OK, so let's see if I have the information for each prospective player correct:

Keia: Altanian Arcanist or Dolathi Marksman
Thanee: Dolathi Eldritch Infiltrator
Silentspace: Tralg Berserker
Eonthar: Mojiin Preserver, Melodian Treesinger, or Lacerta Totemist
Brother Shatterstone: Probably something Amaranthian, likely involving one of the bevy of Nymphs rather than the Sidhe.

And then that leaves one space open for when I actually get around to putting up a real recruiting thread.

My gameplan (for now): First I'll give brief abstracts of the classes for Eonthar, as I fear that I haven't done so yet.  Then more detail on the Mojiin, the Melodians, and the Lacerta because races are easy to do compared to classes.  Next, I'll try to get full class descriptions for Marksman and Arcanist.  Then, I'll work on the three classes for Eonthar, although maybe he will narrow down to two based on the abstracts.  Once BS figures out which nymph type to pick, that will probably also help him narrow down classes, and we'll see what I need to write up.  And of course, the Berserker and the Eldritch Infiltrator.  In fact, I may do them sooner in line than is efficient just because I don't want to feel like I'm ignoring the people who were more decisive


----------



## Rystil Arden (Apr 21, 2005)

Preserver: While Avengers dedicate their lives to seeking out and destroying abominations and those who would defile nature, Preservers seek to preserve life, giving them a stronger connection to nature and more magical power to augment their martial prowess.  They are based off a Neutral Good Paladin/Druid archetype, with some changes made to better fit the concept of a Preserver of nature.  Defilers are the evil version of Preservers.  They're something like Neutral Evil Paladin/Blighters from MotW/CD.

Information given
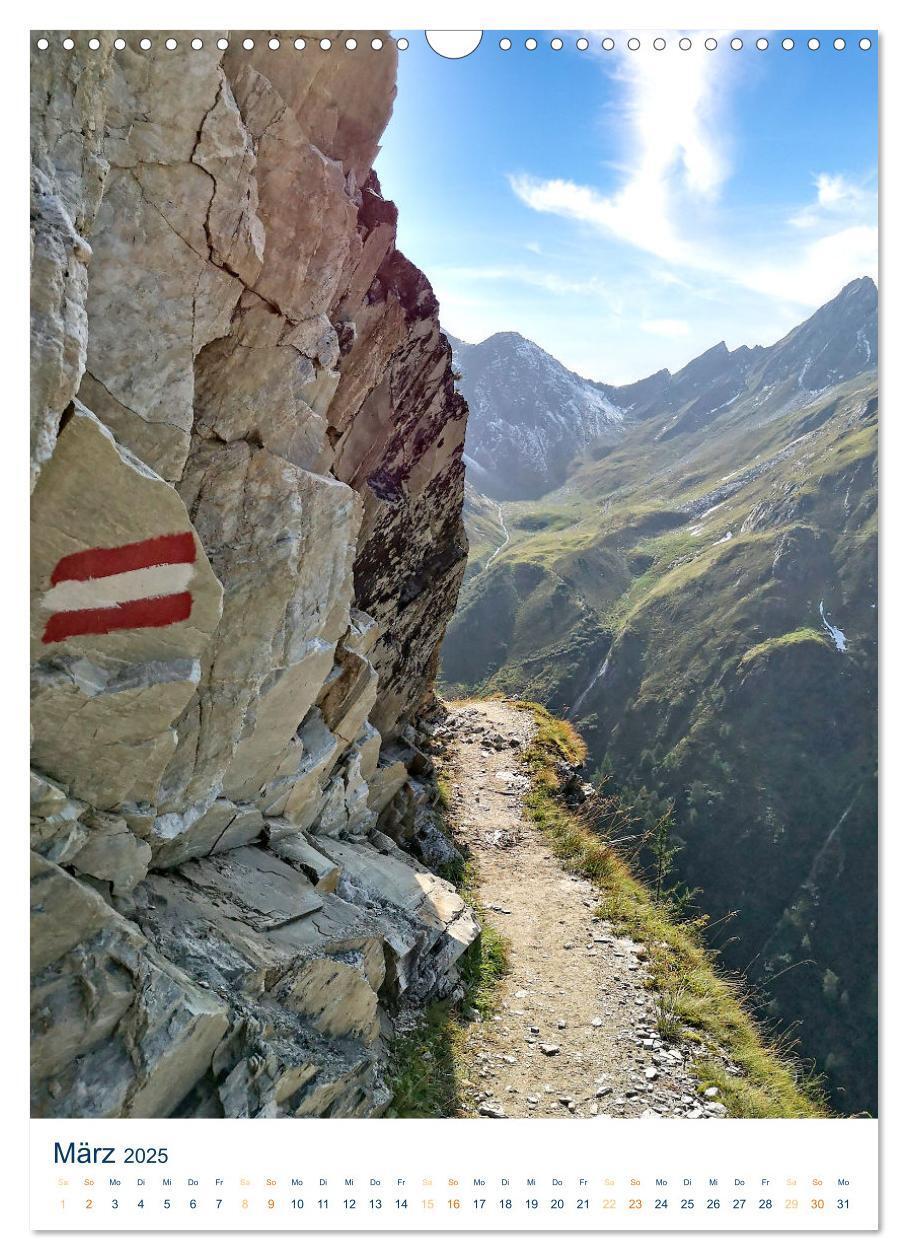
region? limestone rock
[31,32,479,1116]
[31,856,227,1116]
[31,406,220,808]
* * *
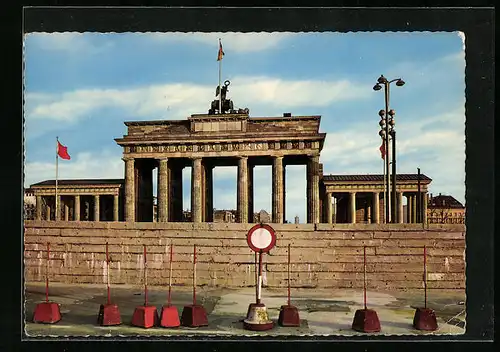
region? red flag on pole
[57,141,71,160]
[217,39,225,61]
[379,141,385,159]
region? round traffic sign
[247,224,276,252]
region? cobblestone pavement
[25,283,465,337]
* * *
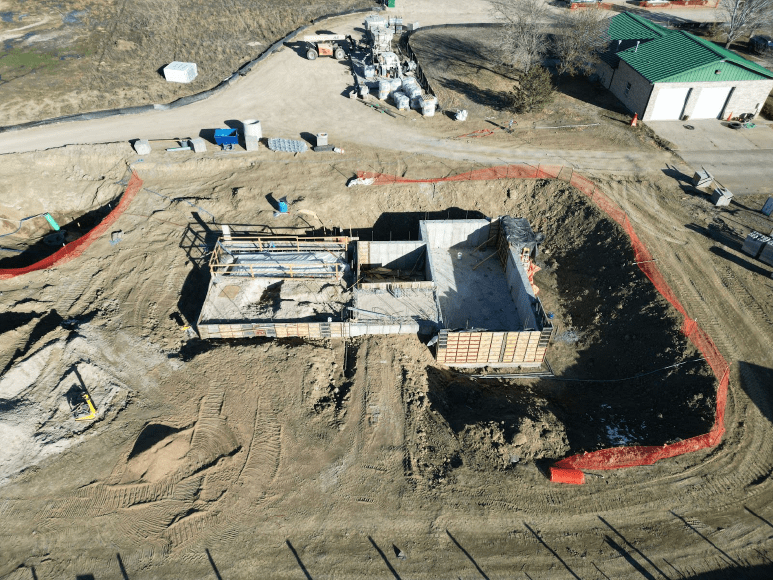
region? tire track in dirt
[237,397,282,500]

Instructions for the task
Pick up the forum thread about fantasy game classes and races after its last sentence and keep writing it.

Answer for this exercise
Treesinger: The Melodian and Harmonian Treesingers are highly respected throughout Rhapsodia for the power of their songs to aid in the growth of plants, which do not often take well to the hard, crystalline soil of their world.  They are based off of a Bard/Druid combo with synergistic changes and additions to fit the theme.

Totemist: Using hallucinogenic substances from their homeland, these totem-worshipping natural warriors can enter a trancelike state and become one with their chosen totem, raising their fighting prowess at the expense of skills requiring concentration.  They are based off of the druid/barbarian combo, with changes to abilities and the flavour of the rage overhauled.


----------



## Eonthar (Apr 21, 2005)

I like the sound of the Preserver and the Totemist.

So, I guess my choices are now: Mojiin Preserver or Lacerta Totemist

I think this will be a lot of fun.


----------



## Rystil Arden (Apr 21, 2005)

> So, I guess my choices are now: Mojiin Preserver or Lacerta Totemist



Yay, less work for me 



> I think this will be a lot of fun.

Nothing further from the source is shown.